--- RECORDED INFORMATION ---
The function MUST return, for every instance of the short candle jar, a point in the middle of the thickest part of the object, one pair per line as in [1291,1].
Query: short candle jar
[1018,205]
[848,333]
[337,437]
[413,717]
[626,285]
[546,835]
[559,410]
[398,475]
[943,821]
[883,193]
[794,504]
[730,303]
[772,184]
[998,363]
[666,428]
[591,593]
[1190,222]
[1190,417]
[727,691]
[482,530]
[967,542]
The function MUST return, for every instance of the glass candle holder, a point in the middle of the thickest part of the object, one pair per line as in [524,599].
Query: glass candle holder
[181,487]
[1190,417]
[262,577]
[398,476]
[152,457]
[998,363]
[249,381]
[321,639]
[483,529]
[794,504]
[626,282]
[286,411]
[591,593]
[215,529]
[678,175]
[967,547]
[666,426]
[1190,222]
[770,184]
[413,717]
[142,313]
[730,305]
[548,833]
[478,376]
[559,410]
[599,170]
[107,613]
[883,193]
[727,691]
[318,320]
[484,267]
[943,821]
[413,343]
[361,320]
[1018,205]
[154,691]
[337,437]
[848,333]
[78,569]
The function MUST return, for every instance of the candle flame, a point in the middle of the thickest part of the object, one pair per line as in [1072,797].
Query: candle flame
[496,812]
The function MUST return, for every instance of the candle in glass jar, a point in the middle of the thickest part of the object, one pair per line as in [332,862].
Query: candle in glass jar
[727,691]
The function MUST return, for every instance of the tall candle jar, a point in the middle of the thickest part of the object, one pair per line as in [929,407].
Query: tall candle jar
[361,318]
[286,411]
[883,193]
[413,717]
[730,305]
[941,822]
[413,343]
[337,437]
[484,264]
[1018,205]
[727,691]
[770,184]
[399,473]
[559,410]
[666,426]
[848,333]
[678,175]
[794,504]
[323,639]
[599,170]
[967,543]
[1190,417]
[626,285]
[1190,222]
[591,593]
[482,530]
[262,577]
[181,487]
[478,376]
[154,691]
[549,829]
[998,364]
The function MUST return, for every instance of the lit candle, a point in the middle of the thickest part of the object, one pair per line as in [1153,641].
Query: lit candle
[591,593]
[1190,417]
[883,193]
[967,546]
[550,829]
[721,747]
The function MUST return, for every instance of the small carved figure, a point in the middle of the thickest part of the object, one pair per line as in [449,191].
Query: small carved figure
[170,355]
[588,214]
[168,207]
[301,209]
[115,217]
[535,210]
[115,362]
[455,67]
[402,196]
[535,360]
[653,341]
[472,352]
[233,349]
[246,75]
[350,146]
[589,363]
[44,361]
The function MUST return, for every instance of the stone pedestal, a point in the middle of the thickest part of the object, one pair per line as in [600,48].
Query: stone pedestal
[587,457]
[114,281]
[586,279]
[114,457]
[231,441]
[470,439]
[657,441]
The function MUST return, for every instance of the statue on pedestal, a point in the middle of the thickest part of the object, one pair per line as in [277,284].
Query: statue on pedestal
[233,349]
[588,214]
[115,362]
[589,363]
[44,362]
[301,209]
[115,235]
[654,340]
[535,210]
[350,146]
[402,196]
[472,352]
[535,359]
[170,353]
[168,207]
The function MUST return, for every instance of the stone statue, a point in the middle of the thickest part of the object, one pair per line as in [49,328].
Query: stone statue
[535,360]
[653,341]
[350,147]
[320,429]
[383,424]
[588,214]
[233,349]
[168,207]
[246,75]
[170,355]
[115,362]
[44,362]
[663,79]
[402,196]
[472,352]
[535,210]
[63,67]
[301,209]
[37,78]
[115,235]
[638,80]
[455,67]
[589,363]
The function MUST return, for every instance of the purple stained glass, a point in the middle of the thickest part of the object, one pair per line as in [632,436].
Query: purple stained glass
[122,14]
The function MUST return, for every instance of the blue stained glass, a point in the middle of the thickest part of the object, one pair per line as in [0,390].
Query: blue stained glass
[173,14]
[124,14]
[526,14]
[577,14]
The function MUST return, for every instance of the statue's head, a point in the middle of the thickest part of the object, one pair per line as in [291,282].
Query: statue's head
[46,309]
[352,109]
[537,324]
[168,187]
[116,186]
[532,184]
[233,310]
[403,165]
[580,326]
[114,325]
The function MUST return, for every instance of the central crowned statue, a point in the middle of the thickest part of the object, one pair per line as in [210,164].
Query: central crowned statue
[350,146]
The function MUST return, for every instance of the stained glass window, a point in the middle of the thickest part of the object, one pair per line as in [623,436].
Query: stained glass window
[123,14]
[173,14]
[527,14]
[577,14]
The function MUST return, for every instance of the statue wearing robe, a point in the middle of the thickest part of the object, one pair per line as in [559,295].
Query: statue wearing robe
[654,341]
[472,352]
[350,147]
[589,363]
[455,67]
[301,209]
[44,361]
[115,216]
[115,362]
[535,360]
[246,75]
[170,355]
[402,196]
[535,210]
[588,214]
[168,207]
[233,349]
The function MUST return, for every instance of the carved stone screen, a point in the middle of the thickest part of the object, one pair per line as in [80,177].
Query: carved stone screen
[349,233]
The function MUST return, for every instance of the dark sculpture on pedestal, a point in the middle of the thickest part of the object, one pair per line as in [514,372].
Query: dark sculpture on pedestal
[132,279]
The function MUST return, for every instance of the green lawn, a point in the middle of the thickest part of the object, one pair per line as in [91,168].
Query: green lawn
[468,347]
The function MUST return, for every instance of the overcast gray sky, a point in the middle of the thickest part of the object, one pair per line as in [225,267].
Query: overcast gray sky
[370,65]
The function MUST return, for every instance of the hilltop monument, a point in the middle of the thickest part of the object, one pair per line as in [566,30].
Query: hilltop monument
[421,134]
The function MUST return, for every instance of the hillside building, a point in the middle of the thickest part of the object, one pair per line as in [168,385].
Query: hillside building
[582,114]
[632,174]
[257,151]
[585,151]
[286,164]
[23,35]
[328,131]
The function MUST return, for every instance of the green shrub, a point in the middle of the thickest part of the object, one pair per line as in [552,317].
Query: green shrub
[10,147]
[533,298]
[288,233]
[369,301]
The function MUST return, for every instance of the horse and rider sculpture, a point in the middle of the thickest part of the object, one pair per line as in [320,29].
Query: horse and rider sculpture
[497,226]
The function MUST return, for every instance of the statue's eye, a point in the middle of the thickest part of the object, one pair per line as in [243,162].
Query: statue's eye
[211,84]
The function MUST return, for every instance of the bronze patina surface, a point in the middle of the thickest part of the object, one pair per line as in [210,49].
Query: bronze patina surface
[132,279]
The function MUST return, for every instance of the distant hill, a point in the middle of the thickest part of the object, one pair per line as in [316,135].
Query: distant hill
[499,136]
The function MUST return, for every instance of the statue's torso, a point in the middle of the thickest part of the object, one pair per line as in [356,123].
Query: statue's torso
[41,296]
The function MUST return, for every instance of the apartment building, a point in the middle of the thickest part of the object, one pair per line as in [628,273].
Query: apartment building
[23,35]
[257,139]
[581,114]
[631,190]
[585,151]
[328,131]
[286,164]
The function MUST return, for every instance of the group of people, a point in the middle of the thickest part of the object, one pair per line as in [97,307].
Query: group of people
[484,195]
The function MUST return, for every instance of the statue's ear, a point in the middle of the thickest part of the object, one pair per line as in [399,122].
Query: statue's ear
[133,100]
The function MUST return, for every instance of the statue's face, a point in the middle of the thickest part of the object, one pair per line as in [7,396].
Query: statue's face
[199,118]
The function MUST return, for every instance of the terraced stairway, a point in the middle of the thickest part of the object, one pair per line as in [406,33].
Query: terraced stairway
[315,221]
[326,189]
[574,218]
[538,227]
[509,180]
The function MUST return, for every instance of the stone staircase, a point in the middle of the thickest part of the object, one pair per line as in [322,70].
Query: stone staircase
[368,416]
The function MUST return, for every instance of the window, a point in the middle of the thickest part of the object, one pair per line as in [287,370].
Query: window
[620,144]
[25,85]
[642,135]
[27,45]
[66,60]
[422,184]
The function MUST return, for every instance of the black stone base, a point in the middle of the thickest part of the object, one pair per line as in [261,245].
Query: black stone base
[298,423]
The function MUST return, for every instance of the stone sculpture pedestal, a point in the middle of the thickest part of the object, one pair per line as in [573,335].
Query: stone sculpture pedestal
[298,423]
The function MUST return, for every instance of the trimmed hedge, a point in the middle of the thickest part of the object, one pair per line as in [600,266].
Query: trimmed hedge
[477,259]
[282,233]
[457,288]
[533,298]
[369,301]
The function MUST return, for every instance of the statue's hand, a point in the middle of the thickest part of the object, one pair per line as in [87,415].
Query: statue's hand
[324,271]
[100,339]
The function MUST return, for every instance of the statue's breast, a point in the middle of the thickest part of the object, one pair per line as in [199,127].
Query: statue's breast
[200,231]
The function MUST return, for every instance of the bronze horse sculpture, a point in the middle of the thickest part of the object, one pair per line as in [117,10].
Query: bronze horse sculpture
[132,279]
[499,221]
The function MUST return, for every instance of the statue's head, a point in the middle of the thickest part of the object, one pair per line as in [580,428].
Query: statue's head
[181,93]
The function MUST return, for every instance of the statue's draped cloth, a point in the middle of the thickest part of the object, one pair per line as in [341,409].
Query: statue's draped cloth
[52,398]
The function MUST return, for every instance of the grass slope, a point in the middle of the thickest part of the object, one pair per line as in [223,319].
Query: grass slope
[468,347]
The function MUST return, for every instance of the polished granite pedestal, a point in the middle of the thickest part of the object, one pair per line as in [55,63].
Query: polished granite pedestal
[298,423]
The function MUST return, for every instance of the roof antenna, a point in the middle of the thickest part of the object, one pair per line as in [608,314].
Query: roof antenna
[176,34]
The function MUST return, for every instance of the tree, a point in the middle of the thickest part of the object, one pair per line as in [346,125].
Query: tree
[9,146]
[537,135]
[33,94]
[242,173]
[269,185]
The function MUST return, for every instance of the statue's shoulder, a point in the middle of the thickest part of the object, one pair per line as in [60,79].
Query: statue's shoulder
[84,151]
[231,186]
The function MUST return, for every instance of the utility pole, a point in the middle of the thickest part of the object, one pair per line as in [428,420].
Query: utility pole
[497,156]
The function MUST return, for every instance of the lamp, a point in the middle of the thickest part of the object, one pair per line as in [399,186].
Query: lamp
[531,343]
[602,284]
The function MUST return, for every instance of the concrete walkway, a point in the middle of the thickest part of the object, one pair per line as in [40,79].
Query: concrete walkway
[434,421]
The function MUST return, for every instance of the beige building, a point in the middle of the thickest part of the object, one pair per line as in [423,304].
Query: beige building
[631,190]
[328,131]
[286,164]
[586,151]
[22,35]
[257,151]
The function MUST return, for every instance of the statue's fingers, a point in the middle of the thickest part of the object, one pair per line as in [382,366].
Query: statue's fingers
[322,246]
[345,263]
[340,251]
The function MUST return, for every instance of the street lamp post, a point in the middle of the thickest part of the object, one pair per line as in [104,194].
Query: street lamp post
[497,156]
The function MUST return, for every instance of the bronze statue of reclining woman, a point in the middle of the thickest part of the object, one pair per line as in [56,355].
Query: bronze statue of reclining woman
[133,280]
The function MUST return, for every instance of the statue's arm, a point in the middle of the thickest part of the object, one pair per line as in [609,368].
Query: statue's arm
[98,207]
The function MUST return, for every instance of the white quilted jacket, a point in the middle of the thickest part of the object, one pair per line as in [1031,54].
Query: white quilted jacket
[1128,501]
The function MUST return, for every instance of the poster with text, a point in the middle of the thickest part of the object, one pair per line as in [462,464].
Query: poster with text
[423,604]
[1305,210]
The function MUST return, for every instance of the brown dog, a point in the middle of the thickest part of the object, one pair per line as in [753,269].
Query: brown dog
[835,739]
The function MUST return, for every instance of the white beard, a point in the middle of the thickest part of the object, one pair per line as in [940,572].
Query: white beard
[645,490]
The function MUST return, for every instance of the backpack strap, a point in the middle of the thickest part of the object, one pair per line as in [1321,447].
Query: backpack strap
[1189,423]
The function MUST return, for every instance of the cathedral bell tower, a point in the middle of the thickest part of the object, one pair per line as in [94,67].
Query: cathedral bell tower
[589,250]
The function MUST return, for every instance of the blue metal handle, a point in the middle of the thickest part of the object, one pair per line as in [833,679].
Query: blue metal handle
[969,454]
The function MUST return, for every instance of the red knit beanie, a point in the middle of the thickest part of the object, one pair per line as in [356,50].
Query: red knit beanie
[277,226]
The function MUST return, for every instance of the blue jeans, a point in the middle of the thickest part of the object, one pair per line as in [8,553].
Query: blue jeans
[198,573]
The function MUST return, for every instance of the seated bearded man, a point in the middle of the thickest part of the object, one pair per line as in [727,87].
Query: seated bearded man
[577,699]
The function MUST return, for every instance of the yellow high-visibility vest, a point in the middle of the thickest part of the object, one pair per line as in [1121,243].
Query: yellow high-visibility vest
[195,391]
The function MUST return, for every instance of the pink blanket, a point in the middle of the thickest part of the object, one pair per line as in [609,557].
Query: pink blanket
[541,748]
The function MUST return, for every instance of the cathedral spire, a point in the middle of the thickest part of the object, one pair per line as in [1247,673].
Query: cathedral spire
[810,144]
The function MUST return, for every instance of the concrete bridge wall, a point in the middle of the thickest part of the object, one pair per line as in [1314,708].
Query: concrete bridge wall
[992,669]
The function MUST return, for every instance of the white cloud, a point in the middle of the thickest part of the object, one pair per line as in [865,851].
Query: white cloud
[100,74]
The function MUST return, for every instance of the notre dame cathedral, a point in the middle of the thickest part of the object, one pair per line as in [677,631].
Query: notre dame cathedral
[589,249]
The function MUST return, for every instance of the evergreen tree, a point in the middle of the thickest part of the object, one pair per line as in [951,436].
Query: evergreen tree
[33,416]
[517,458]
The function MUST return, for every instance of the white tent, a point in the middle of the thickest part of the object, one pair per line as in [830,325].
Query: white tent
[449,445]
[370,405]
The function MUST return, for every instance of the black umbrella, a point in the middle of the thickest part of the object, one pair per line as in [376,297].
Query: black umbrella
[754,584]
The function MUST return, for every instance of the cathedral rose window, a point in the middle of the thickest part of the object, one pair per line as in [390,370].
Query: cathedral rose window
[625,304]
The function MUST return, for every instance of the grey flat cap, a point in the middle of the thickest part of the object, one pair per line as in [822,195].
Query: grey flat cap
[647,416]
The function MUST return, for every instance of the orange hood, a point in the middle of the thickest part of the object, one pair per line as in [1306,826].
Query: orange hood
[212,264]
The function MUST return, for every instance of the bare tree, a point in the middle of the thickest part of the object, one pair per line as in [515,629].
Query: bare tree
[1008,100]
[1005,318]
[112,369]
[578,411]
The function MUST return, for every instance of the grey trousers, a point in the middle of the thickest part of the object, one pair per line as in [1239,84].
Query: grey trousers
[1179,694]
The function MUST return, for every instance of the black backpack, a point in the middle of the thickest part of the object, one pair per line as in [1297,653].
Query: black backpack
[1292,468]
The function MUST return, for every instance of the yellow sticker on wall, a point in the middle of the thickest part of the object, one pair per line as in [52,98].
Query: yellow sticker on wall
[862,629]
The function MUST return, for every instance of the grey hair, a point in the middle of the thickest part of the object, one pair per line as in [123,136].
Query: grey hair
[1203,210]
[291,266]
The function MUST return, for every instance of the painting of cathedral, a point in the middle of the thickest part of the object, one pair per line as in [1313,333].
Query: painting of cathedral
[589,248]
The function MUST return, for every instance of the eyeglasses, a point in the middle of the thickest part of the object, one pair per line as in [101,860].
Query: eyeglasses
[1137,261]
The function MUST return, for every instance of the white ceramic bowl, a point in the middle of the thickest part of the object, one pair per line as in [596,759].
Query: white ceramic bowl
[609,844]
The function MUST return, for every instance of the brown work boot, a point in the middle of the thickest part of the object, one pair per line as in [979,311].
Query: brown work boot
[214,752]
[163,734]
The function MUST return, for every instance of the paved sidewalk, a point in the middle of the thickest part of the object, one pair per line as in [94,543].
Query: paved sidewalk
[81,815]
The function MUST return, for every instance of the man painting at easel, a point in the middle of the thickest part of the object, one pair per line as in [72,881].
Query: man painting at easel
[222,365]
---
Could you quote, exactly as they appear, the line containing "The function MUST return, for every instance of the brown work" and every line after it to the end of the records above?

The function MUST return, for every instance of the brown work boot, a point in the middle of the thickest part of the object, one pair per line as in [979,311].
Query: brown work boot
[214,752]
[163,734]
The function MUST return, for every instance of the paved sidewalk, a point in the middle of the thickest part of the object, one pair per line as in [94,543].
Query: paved sidewalk
[81,815]
The function MUST return, for every instance of the man painting at easel, a point in the middle of the thickest part of the object, one pair per line as in [72,881].
Query: man painting at easel
[222,365]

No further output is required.